EXERCISE TASK
Update the stretch of lines from the very start through the line containing "[152,87,178,130]" by changing "road" to "street", and keep everything else the same. Return only those lines.

** Start PROVIDED DATA **

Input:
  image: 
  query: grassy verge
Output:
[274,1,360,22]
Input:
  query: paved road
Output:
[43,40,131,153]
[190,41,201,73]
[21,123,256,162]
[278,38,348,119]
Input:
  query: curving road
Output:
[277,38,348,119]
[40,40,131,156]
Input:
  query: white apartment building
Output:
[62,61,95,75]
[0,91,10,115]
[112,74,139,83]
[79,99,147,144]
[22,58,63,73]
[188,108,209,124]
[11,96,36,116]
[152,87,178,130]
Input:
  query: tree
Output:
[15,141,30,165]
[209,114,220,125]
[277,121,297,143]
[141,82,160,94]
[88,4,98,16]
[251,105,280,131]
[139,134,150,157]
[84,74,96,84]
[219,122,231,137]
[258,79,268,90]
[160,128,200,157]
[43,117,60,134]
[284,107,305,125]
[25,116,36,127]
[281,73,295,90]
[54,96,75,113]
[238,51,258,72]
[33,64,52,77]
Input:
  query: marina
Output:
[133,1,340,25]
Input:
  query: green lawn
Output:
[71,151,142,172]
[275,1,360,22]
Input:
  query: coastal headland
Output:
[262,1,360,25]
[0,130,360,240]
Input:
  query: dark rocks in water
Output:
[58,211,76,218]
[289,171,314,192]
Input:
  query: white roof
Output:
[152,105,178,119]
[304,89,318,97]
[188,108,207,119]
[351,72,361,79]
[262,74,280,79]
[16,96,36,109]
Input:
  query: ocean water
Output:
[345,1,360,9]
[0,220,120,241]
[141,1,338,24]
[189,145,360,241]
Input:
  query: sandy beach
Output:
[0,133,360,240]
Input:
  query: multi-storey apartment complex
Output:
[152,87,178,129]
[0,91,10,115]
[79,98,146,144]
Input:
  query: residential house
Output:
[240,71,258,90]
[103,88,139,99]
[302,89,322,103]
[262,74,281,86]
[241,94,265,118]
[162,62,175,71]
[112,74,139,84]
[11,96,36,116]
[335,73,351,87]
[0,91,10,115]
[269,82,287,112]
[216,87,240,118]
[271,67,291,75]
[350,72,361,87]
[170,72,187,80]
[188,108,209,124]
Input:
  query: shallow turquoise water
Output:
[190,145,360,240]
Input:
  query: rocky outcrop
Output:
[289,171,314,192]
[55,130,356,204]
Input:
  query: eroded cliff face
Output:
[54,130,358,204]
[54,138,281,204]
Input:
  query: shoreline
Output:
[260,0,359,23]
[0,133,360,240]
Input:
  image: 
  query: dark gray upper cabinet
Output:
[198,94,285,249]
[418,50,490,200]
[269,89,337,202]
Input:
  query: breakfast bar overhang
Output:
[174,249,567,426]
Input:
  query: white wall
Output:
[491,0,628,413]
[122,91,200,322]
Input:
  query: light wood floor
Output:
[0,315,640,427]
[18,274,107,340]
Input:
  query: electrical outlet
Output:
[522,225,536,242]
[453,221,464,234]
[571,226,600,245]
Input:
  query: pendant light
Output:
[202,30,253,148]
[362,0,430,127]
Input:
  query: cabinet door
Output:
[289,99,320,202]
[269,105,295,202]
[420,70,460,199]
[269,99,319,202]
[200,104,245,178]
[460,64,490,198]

** End PROVIDED DATA **

OUTPUT OF THE EXERCISE
Input:
  image: 
  query: grassy verge
Output:
[274,1,360,22]
Input:
  query: paved street
Output:
[43,40,131,153]
[190,41,201,73]
[21,123,256,162]
[278,38,348,119]
Input:
  query: curving street
Output:
[277,38,348,119]
[40,40,131,156]
Input:
  query: white apartment building
Output:
[62,61,95,75]
[0,91,10,115]
[112,74,139,83]
[79,99,147,144]
[22,58,63,73]
[188,108,209,124]
[11,96,36,116]
[152,87,178,130]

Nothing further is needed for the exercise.